Task requirements - Render every line of the items below as a Markdown table with the columns "Row" and "Line", numbering each row and leaving out blank lines and pictures.

Record list -
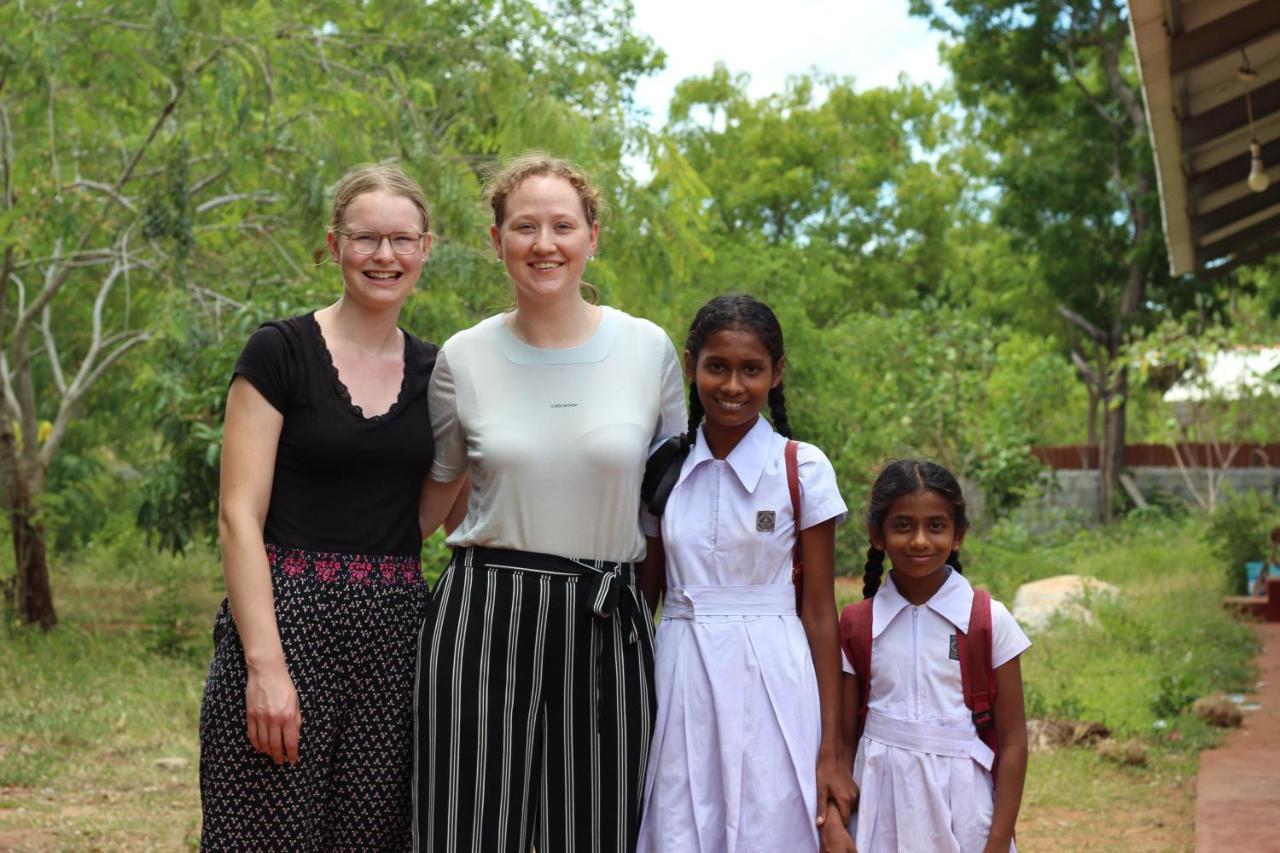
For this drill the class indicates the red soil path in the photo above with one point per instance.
(1238, 785)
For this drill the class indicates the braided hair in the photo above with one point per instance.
(741, 313)
(905, 477)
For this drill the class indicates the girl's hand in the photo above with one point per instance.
(835, 835)
(836, 788)
(273, 711)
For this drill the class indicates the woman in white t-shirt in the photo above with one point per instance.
(535, 666)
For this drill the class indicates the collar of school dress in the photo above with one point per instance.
(746, 460)
(952, 601)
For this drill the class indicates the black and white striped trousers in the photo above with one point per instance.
(534, 707)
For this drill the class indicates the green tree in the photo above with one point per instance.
(165, 167)
(1052, 87)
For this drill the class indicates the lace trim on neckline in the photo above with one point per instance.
(341, 387)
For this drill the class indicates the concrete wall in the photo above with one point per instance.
(1079, 489)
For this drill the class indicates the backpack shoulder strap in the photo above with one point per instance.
(855, 641)
(794, 488)
(977, 676)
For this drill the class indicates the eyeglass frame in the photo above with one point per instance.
(382, 236)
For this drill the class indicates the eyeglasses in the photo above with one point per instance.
(366, 242)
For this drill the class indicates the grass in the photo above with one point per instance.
(88, 710)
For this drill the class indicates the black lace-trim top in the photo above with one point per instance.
(342, 482)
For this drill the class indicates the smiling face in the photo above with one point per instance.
(544, 240)
(384, 278)
(919, 533)
(734, 373)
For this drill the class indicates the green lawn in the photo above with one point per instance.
(88, 711)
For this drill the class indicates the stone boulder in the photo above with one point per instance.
(1037, 602)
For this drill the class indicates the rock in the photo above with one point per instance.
(1037, 602)
(1129, 753)
(1219, 711)
(1050, 734)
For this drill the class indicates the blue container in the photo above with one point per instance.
(1253, 569)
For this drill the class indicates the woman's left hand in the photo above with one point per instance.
(836, 787)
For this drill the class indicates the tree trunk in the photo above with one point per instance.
(35, 600)
(1111, 454)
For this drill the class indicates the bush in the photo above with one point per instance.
(1238, 532)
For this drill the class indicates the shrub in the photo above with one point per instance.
(1238, 532)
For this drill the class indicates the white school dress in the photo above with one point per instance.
(923, 774)
(735, 746)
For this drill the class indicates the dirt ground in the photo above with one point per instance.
(1074, 802)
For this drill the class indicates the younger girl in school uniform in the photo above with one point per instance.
(746, 748)
(926, 778)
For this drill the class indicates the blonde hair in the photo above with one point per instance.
(534, 164)
(373, 177)
(531, 164)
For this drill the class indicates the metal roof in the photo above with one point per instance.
(1188, 55)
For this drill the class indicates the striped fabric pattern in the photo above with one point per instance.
(535, 706)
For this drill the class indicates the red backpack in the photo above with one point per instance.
(977, 675)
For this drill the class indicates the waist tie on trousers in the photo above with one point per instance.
(928, 738)
(754, 600)
(611, 592)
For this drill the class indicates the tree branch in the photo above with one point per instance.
(67, 409)
(265, 197)
(1097, 334)
(216, 174)
(55, 364)
(1089, 374)
(108, 188)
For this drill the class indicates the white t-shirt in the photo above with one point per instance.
(554, 439)
(914, 674)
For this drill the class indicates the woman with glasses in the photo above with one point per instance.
(306, 724)
(535, 667)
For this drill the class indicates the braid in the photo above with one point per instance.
(778, 411)
(695, 415)
(873, 571)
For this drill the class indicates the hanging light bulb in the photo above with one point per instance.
(1258, 179)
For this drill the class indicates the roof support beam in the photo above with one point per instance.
(1232, 115)
(1242, 259)
(1240, 240)
(1217, 218)
(1235, 170)
(1224, 35)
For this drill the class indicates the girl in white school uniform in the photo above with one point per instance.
(923, 772)
(746, 748)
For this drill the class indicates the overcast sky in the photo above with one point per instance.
(869, 40)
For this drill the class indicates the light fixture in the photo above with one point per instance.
(1258, 179)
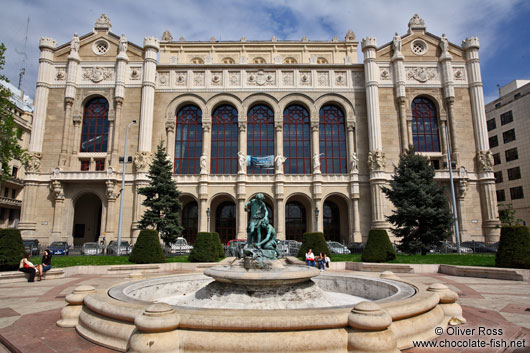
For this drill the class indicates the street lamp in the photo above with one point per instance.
(123, 184)
(208, 219)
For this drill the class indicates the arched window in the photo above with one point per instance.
(225, 221)
(332, 140)
(425, 125)
(188, 140)
(331, 221)
(260, 135)
(224, 140)
(190, 221)
(95, 131)
(296, 140)
(295, 221)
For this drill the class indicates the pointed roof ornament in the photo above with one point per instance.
(416, 23)
(350, 36)
(102, 23)
(167, 37)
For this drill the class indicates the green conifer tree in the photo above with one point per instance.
(421, 217)
(162, 199)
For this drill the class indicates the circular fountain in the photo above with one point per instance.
(261, 303)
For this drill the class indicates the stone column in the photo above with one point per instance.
(151, 47)
(376, 157)
(484, 158)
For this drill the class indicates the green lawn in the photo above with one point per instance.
(487, 260)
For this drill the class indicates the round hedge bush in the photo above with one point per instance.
(147, 249)
(11, 249)
(378, 247)
(207, 248)
(314, 241)
(514, 247)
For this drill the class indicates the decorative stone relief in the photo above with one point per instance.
(181, 78)
(385, 74)
(217, 78)
(421, 74)
(340, 78)
(358, 78)
(98, 74)
(485, 161)
(305, 78)
(323, 78)
(32, 164)
(163, 79)
(60, 73)
(198, 78)
(288, 78)
(376, 160)
(260, 78)
(142, 161)
(136, 73)
(235, 78)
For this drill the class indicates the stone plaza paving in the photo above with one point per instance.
(29, 311)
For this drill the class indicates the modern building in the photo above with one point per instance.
(12, 189)
(508, 122)
(335, 128)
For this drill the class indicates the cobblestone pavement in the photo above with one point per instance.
(28, 312)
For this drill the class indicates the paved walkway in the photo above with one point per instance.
(28, 312)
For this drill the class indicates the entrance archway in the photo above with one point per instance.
(87, 219)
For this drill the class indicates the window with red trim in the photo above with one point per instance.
(296, 140)
(332, 140)
(224, 140)
(95, 130)
(188, 140)
(425, 125)
(260, 135)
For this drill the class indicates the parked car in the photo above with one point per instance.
(337, 248)
(235, 247)
(179, 247)
(59, 248)
(32, 246)
(289, 247)
(91, 248)
(480, 247)
(125, 248)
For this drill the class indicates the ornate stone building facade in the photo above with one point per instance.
(335, 127)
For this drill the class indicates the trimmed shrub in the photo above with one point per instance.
(514, 247)
(11, 249)
(207, 248)
(314, 241)
(378, 247)
(147, 249)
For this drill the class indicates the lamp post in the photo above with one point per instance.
(317, 211)
(123, 185)
(208, 219)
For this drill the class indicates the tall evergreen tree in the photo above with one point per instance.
(162, 199)
(421, 217)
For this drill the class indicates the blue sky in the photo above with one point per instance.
(501, 25)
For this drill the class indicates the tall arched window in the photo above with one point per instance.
(296, 140)
(295, 220)
(224, 140)
(188, 140)
(190, 221)
(95, 130)
(425, 125)
(332, 140)
(260, 135)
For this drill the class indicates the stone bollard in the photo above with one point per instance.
(369, 331)
(155, 331)
(70, 313)
(448, 298)
(389, 275)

Response to this exercise -
| Row | Line |
|---|---|
| 1 | For this drill the class indicates the red soil path in the photo above with one point per instance. |
| 2 | (1238, 785) |
| 3 | For this drill the class indicates the braided hair in the photo above with one point per instance. |
| 4 | (741, 313) |
| 5 | (905, 477) |
| 6 | For this drill the class indicates the girl's hand in the photo above with one point per instance. |
| 7 | (835, 835) |
| 8 | (836, 788) |
| 9 | (273, 711) |
| 10 | For this drill the class indicates the woman in white t-shirt in the photo above with one point per instance. |
| 11 | (535, 666) |
| 12 | For this drill the class indicates the collar of school dress in the photo above with one point per instance. |
| 13 | (746, 460) |
| 14 | (952, 601) |
| 15 | For this drill the class indicates the black and white striped trousers in the photo above with one point per instance. |
| 16 | (534, 707) |
| 17 | For this drill the class indicates the green tree in the photo above with one point per instance. |
| 18 | (165, 167) |
| 19 | (1052, 87) |
| 20 | For this drill the class indicates the lace trim on neckline in the photo above with one point per instance. |
| 21 | (341, 387) |
| 22 | For this drill the class indicates the concrete wall in the photo above with one point per instance. |
| 23 | (1079, 489) |
| 24 | For this drill the class indicates the backpack shoulder strap in the photo above with one point per instance. |
| 25 | (855, 641) |
| 26 | (794, 488) |
| 27 | (977, 676) |
| 28 | For this drill the class indicates the eyeglass frame in the photo above with one point per instance. |
| 29 | (382, 236) |
| 30 | For this drill the class indicates the eyeglasses in the photo above with one point per instance. |
| 31 | (366, 242) |
| 32 | For this drill the class indicates the grass in the photo above with one point per instance. |
| 33 | (88, 710) |
| 34 | For this drill the class indicates the black lace-trim top in the photo above with one point per instance. |
| 35 | (342, 482) |
| 36 | For this drill the class indicates the smiling face in the photo above with one point per instance. |
| 37 | (544, 240) |
| 38 | (384, 278) |
| 39 | (919, 533) |
| 40 | (734, 373) |
| 41 | For this drill the class indicates the green lawn in the photo above with one point per instance. |
| 42 | (88, 711) |
| 43 | For this drill the class indicates the stone boulder in the photo above with one point per instance. |
| 44 | (1037, 602) |
| 45 | For this drill the class indicates the rock in the photo above with one point per instance. |
| 46 | (1037, 602) |
| 47 | (1129, 753) |
| 48 | (1219, 711) |
| 49 | (1050, 734) |
| 50 | For this drill the class indicates the blue container in the photo above with one point per instance. |
| 51 | (1253, 569) |
| 52 | For this drill the class indicates the woman's left hand in the photo above with one point per instance. |
| 53 | (836, 787) |
| 54 | For this drill the class indicates the tree trunk in the photo above with one point per instance. |
| 55 | (35, 600) |
| 56 | (1111, 454) |
| 57 | For this drill the class indicates the bush in the photo above with one point per instance. |
| 58 | (1238, 532) |
| 59 | For this drill the class indicates the shrub in the photo above with one point per instance. |
| 60 | (1238, 532) |
| 61 | For this drill the class indicates the white school dress in the photo above with one point per instance. |
| 62 | (923, 774) |
| 63 | (735, 746) |
| 64 | For this drill the class indicates the dirt ground in the photo above with one point per instance. |
| 65 | (1074, 802) |
| 66 | For this drill the class indicates the younger girl in school uniform in the photo above with one point per instance. |
| 67 | (746, 748) |
| 68 | (926, 778) |
| 69 | For this drill the class indicates the blonde hair in the photo above with one point per instance. |
| 70 | (534, 164) |
| 71 | (373, 177) |
| 72 | (531, 164) |
| 73 | For this drill the class indicates the metal roof in the photo above with one point per instance. |
| 74 | (1188, 55) |
| 75 | For this drill the class indicates the striped fabric pattern in the photo above with one point per instance. |
| 76 | (535, 706) |
| 77 | For this drill the class indicates the red backpack in the photo above with one point per instance. |
| 78 | (977, 675) |
| 79 | For this drill the class indicates the waist tie on trousers in the photo above with one point per instance. |
| 80 | (928, 738) |
| 81 | (754, 600) |
| 82 | (611, 592) |
| 83 | For this drill the class indicates the tree branch in the photo above with one point per instance. |
| 84 | (67, 409) |
| 85 | (265, 197) |
| 86 | (1097, 334) |
| 87 | (216, 174) |
| 88 | (55, 364) |
| 89 | (1089, 374) |
| 90 | (108, 188) |
| 91 | For this drill the class indicates the white t-shirt in the photo above with one point per instance. |
| 92 | (554, 439) |
| 93 | (914, 674) |
| 94 | For this drill the class indicates the woman with glasses in the photo above with one point per instance. |
| 95 | (306, 724) |
| 96 | (535, 667) |
| 97 | For this drill the class indicates the braid in the photo above with one point per instance. |
| 98 | (778, 411) |
| 99 | (695, 415) |
| 100 | (873, 571) |
| 101 | For this drill the class indicates the hanging light bulb in the photo above with one point per instance. |
| 102 | (1258, 179) |
| 103 | For this drill the class indicates the roof support beam in the photo above with one point per instance. |
| 104 | (1232, 115) |
| 105 | (1242, 259) |
| 106 | (1240, 240) |
| 107 | (1217, 218) |
| 108 | (1235, 170) |
| 109 | (1224, 35) |
| 110 | For this drill the class indicates the girl in white school uniform in the photo above with one point per instance. |
| 111 | (923, 772) |
| 112 | (746, 748) |
| 113 | For this drill the class indicates the overcast sky in the photo above with one point per instance. |
| 114 | (869, 40) |
| 115 | For this drill the class indicates the light fixture in the photo above with one point per instance. |
| 116 | (1258, 179) |
| 117 | For this drill the class indicates the street lamp in the photo above with one point per instance. |
| 118 | (123, 184) |
| 119 | (208, 219) |
| 120 | For this drill the class indicates the arched window in the photo above with one point per instance. |
| 121 | (225, 221) |
| 122 | (332, 140) |
| 123 | (425, 125) |
| 124 | (188, 140) |
| 125 | (331, 221) |
| 126 | (260, 135) |
| 127 | (224, 140) |
| 128 | (190, 221) |
| 129 | (95, 131) |
| 130 | (296, 140) |
| 131 | (295, 221) |
| 132 | For this drill the class indicates the pointed roof ornament in the photo above with one point per instance. |
| 133 | (416, 23) |
| 134 | (350, 36) |
| 135 | (102, 23) |
| 136 | (167, 37) |
| 137 | For this drill the class indicates the green conifer tree in the photo above with one point per instance. |
| 138 | (421, 217) |
| 139 | (162, 199) |
| 140 | For this drill the class indicates the circular fountain in the photo above with one point per instance. |
| 141 | (261, 303) |
| 142 | For this drill the class indicates the stone column in the photo above with one point per instance. |
| 143 | (151, 47) |
| 144 | (376, 157) |
| 145 | (484, 158) |
| 146 | For this drill the class indicates the green lawn in the photo above with one point per instance. |
| 147 | (487, 260) |
| 148 | For this drill the class indicates the round hedge bush in the photo above with one point per instance. |
| 149 | (147, 249) |
| 150 | (11, 249) |
| 151 | (378, 247) |
| 152 | (207, 248) |
| 153 | (314, 241) |
| 154 | (514, 247) |
| 155 | For this drill the class indicates the decorative stone relief in the photo above with one point per instance. |
| 156 | (181, 78) |
| 157 | (385, 74) |
| 158 | (217, 78) |
| 159 | (421, 74) |
| 160 | (340, 78) |
| 161 | (358, 78) |
| 162 | (98, 74) |
| 163 | (485, 161) |
| 164 | (305, 78) |
| 165 | (323, 78) |
| 166 | (32, 164) |
| 167 | (163, 79) |
| 168 | (60, 73) |
| 169 | (198, 78) |
| 170 | (288, 78) |
| 171 | (376, 160) |
| 172 | (260, 78) |
| 173 | (142, 161) |
| 174 | (136, 73) |
| 175 | (235, 78) |
| 176 | For this drill the class indicates the stone plaza paving in the photo above with one point per instance. |
| 177 | (29, 311) |
| 178 | For this drill the class indicates the modern building in the photo above with one point per instance. |
| 179 | (12, 189) |
| 180 | (508, 122) |
| 181 | (335, 128) |
| 182 | For this drill the class indicates the cobblestone pavement in the photo above with one point per instance. |
| 183 | (28, 312) |
| 184 | For this drill the class indicates the paved walkway in the photo above with one point per instance. |
| 185 | (28, 312) |
| 186 | For this drill the class indicates the entrance archway in the photo above with one point per instance. |
| 187 | (87, 219) |
| 188 | For this drill the class indicates the window with red trim in the photo above with one point per instance. |
| 189 | (296, 140) |
| 190 | (332, 140) |
| 191 | (224, 140) |
| 192 | (95, 130) |
| 193 | (188, 140) |
| 194 | (425, 125) |
| 195 | (260, 135) |
| 196 | For this drill the class indicates the parked car in the photo above with one point per instance. |
| 197 | (337, 248) |
| 198 | (235, 247) |
| 199 | (179, 247) |
| 200 | (59, 248) |
| 201 | (32, 246) |
| 202 | (289, 247) |
| 203 | (91, 248) |
| 204 | (480, 247) |
| 205 | (125, 248) |
| 206 | For this drill the class indicates the ornate stone building facade in the photo above with one point per instance. |
| 207 | (335, 127) |
| 208 | For this drill the class indicates the trimmed shrub in the photo above with one point per instance. |
| 209 | (514, 247) |
| 210 | (11, 249) |
| 211 | (207, 248) |
| 212 | (314, 241) |
| 213 | (378, 247) |
| 214 | (147, 249) |
| 215 | For this drill the class indicates the lamp post in the photo above with one point per instance. |
| 216 | (317, 211) |
| 217 | (123, 185) |
| 218 | (208, 219) |
| 219 | For this drill the class indicates the tall evergreen tree in the photo above with one point per instance. |
| 220 | (162, 199) |
| 221 | (421, 217) |
| 222 | For this drill the class indicates the blue sky in the photo above with one point per instance. |
| 223 | (501, 25) |
| 224 | For this drill the class indicates the tall arched window in the photo above with one point per instance. |
| 225 | (296, 140) |
| 226 | (295, 220) |
| 227 | (224, 140) |
| 228 | (188, 140) |
| 229 | (190, 221) |
| 230 | (95, 130) |
| 231 | (425, 125) |
| 232 | (332, 140) |
| 233 | (260, 135) |
| 234 | For this drill the class indicates the stone bollard in the photo above with one point per instance. |
| 235 | (369, 331) |
| 236 | (155, 331) |
| 237 | (70, 313) |
| 238 | (448, 298) |
| 239 | (389, 275) |